What is asked:
Rewrite the lines of the records below as a JSON list of strings, one string per line, skipping any blank lines. Leave the pictures out.

◆ ◆ ◆ ◆ ◆ ◆ ◆

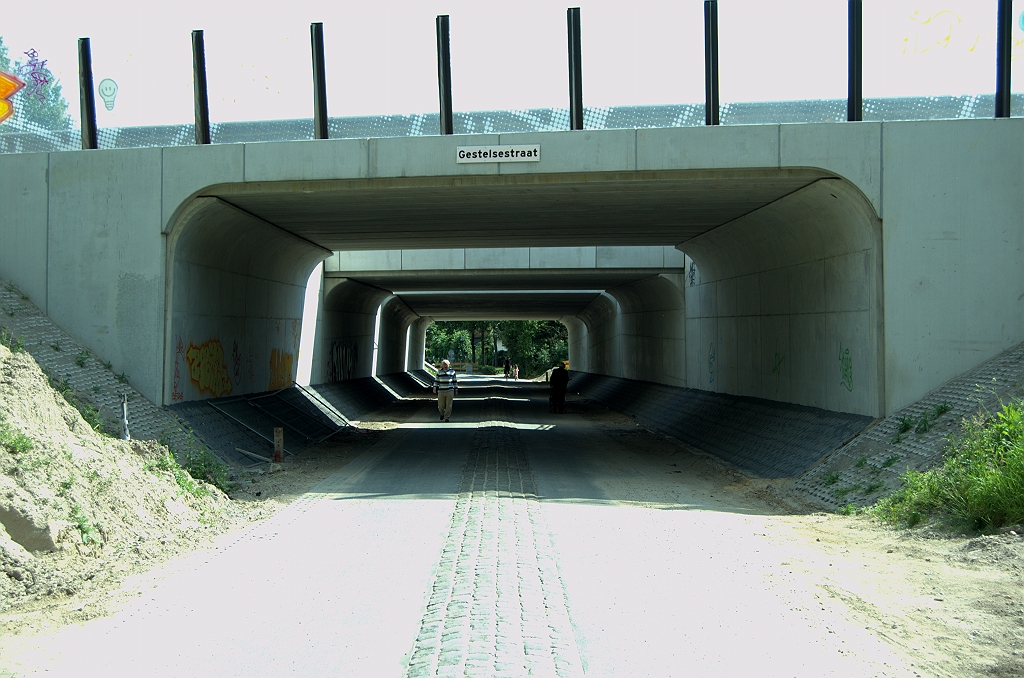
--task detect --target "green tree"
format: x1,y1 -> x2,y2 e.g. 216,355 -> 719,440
0,37 -> 71,133
426,321 -> 472,363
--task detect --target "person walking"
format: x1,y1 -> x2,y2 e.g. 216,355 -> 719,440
433,361 -> 459,421
550,363 -> 569,414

◆ ◆ ◆ ◆ ◆ ◆ ◆

Exercise solution:
[
  "--task detect --target \"green tree\"",
  "format: x1,y1 -> x2,y2 e.g. 216,355 -> 719,440",
  "0,37 -> 71,133",
  "426,321 -> 472,363",
  "--task detect --target \"person walking\"",
  "format: x1,y1 -> x2,y2 e.g. 216,355 -> 719,440",
  "433,361 -> 459,421",
  "550,363 -> 569,414"
]